PROBLEM DESCRIPTION: Copy the lines that begin at the one containing "target: <item>man's collar</item>" and stop after the one containing "246], [207, 249]]", swapping "vertices" for "corner points" and changing nothing else.
------------------------------------------------------------
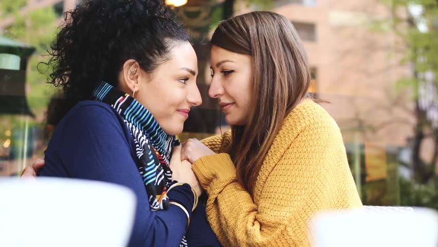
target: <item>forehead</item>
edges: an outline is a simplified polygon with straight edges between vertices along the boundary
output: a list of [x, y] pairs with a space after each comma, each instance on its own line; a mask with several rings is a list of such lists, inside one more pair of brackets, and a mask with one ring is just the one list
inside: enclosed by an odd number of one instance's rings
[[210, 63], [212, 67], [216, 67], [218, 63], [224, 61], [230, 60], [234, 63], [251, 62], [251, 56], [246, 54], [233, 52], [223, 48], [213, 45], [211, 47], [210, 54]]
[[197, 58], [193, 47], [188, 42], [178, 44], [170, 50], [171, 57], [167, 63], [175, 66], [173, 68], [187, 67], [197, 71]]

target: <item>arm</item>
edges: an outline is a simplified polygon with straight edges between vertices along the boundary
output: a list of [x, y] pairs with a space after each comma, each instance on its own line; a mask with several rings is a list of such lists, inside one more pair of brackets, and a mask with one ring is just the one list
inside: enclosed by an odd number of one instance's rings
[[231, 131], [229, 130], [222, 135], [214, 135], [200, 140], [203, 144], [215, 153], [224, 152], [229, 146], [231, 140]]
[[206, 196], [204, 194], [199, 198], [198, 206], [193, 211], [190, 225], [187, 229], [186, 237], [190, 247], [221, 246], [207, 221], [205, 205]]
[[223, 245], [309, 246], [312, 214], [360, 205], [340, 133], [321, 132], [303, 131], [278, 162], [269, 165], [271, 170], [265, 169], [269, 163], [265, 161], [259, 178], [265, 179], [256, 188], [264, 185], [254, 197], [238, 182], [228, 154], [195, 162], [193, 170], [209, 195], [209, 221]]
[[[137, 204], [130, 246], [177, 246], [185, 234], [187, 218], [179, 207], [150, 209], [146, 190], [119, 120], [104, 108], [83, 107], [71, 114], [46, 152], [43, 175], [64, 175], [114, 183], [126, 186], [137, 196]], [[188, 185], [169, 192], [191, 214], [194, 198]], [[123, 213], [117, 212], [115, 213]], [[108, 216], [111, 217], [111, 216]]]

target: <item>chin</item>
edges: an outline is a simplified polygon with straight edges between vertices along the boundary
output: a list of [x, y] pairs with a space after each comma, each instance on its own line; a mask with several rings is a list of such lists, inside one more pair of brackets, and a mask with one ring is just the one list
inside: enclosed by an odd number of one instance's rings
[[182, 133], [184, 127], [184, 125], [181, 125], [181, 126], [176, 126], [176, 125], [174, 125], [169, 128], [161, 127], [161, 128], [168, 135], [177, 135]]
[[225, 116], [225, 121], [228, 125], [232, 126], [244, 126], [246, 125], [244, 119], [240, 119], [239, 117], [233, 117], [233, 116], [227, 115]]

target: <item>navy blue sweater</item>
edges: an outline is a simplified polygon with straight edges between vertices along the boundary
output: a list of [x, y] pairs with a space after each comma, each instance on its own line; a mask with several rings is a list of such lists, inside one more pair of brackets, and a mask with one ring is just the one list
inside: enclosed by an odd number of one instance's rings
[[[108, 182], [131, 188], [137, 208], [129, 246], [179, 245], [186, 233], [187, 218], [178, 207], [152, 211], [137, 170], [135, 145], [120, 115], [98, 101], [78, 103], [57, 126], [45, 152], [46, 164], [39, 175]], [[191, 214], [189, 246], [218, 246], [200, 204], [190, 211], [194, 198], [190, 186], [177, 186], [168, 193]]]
------------------------------------------------------------
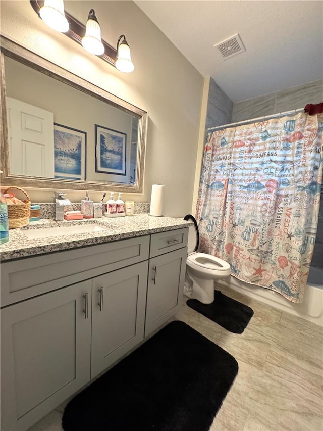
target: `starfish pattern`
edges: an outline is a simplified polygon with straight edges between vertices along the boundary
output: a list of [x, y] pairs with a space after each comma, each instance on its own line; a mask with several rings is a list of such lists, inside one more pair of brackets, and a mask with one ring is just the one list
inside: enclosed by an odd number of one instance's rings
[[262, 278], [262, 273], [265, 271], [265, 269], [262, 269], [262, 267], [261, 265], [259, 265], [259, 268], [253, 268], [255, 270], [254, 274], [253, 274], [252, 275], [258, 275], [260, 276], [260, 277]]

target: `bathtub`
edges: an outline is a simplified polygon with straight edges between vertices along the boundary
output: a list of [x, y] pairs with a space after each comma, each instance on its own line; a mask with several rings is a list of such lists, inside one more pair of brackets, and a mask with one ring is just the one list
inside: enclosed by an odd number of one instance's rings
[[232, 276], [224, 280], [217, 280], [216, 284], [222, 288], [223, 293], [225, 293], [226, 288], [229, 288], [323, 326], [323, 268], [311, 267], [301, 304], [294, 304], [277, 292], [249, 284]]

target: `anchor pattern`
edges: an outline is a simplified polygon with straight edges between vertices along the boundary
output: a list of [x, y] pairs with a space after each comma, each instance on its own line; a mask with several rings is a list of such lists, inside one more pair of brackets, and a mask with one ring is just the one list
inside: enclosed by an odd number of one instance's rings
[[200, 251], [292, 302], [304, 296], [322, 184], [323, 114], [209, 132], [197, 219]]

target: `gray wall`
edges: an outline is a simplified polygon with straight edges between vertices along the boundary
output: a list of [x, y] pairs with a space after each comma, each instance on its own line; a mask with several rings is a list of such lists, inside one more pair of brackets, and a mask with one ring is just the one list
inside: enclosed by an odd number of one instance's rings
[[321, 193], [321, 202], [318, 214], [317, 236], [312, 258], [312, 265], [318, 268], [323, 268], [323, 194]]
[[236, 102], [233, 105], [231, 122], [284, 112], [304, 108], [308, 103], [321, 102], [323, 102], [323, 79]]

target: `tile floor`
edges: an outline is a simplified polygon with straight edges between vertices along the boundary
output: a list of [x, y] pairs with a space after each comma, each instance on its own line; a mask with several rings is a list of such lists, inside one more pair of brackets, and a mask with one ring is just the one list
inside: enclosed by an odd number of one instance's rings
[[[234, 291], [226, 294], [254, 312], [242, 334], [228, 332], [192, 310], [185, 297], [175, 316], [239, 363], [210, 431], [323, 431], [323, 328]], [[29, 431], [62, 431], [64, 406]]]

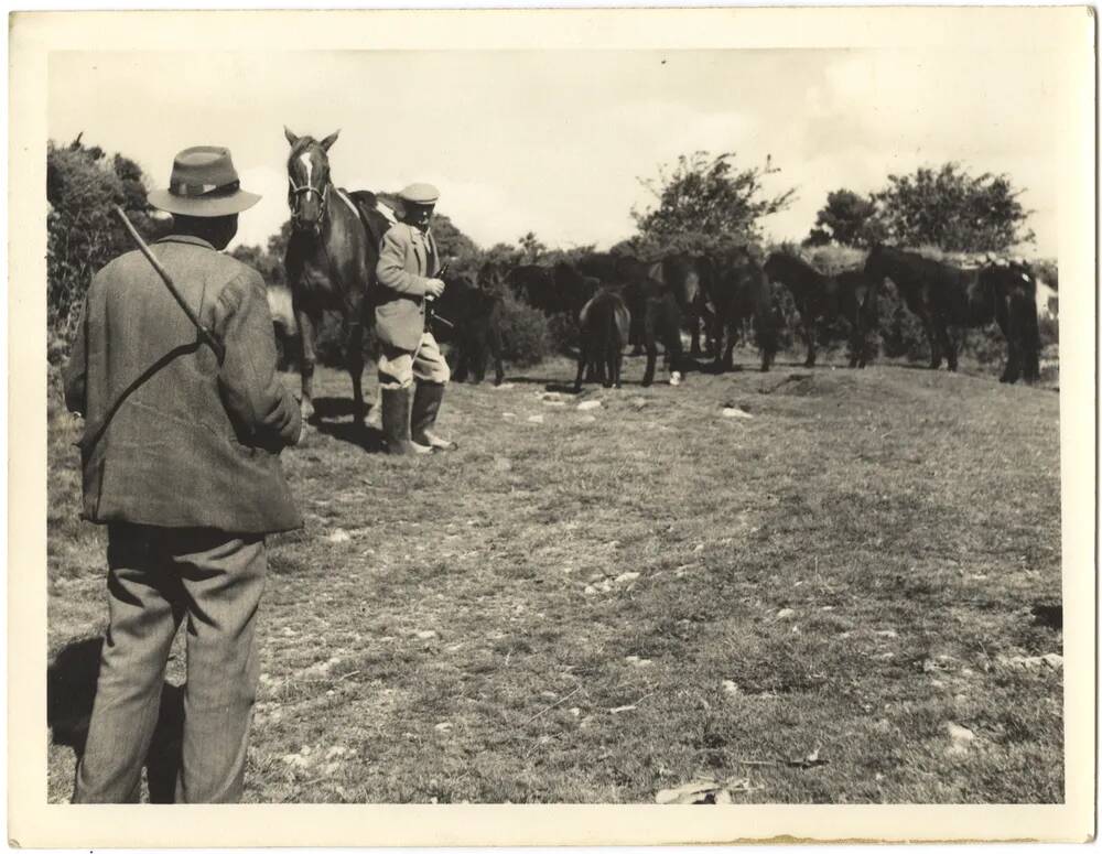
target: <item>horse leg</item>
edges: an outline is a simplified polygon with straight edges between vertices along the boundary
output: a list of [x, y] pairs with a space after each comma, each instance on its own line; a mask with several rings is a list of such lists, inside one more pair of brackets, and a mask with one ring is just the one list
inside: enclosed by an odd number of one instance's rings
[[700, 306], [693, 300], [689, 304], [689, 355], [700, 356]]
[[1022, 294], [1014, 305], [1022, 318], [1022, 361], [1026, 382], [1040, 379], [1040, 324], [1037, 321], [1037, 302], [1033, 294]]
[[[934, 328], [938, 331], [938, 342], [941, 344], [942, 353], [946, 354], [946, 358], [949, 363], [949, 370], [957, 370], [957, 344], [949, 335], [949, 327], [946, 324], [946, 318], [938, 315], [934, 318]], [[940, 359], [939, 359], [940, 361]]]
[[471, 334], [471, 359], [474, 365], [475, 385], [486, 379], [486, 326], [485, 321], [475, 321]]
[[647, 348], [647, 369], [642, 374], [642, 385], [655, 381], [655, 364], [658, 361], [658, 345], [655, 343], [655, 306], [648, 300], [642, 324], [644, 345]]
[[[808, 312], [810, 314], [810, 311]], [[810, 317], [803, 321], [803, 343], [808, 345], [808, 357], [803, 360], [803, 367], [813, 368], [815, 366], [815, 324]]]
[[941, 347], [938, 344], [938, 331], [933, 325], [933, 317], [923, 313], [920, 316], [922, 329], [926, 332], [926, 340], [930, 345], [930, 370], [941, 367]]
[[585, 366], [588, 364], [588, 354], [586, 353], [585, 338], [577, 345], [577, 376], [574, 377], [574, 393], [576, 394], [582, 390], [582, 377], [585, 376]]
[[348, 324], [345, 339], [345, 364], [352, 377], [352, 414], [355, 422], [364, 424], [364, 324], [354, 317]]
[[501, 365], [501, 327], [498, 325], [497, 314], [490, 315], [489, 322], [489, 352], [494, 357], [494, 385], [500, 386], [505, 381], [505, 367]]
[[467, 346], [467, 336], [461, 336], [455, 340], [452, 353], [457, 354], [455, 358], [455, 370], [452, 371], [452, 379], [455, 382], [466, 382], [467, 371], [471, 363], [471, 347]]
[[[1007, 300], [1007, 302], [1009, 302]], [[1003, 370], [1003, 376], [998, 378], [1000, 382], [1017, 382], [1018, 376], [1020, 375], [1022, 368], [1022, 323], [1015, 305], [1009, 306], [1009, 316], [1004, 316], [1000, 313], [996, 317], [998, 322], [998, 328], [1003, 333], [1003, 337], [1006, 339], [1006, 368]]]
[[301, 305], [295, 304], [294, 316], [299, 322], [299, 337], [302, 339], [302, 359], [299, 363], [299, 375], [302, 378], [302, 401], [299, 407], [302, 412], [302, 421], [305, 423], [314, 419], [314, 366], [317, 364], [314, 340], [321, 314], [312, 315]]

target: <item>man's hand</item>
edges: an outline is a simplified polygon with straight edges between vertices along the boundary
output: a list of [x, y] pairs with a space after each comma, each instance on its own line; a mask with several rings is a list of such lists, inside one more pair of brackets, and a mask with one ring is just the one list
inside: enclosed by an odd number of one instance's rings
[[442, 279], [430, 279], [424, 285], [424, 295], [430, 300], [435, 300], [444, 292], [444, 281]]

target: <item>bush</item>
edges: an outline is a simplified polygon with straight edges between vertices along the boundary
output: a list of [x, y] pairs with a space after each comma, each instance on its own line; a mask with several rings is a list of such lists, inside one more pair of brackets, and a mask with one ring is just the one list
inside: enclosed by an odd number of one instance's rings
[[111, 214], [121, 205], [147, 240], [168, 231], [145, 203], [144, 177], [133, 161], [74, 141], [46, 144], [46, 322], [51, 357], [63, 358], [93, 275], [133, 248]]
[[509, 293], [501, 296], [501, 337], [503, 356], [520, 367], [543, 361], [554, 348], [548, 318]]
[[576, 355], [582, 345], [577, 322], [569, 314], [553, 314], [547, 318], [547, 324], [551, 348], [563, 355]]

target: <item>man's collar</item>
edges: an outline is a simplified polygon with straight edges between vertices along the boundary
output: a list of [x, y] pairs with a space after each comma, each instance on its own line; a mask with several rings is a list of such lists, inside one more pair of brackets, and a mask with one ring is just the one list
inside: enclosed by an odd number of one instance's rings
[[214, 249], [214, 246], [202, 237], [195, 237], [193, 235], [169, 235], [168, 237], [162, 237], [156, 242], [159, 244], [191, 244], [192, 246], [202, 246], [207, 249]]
------------------------------------------------------------
SOLVED PROBLEM:
target: <item>man's collar</item>
edges: an outline is a simplified polygon with straight edges between corner points along the boundary
output: a list of [x, y] pairs with a space after each comma, each instance on its own line; a mask with several rings is a list of such lists, inside one more pair of brackets, and a mask with one ring is just the one list
inside: enclosed by an odd number of one instance's rings
[[214, 249], [214, 246], [202, 237], [195, 237], [193, 235], [169, 235], [168, 237], [162, 237], [156, 242], [159, 244], [191, 244], [192, 246], [202, 246], [207, 249]]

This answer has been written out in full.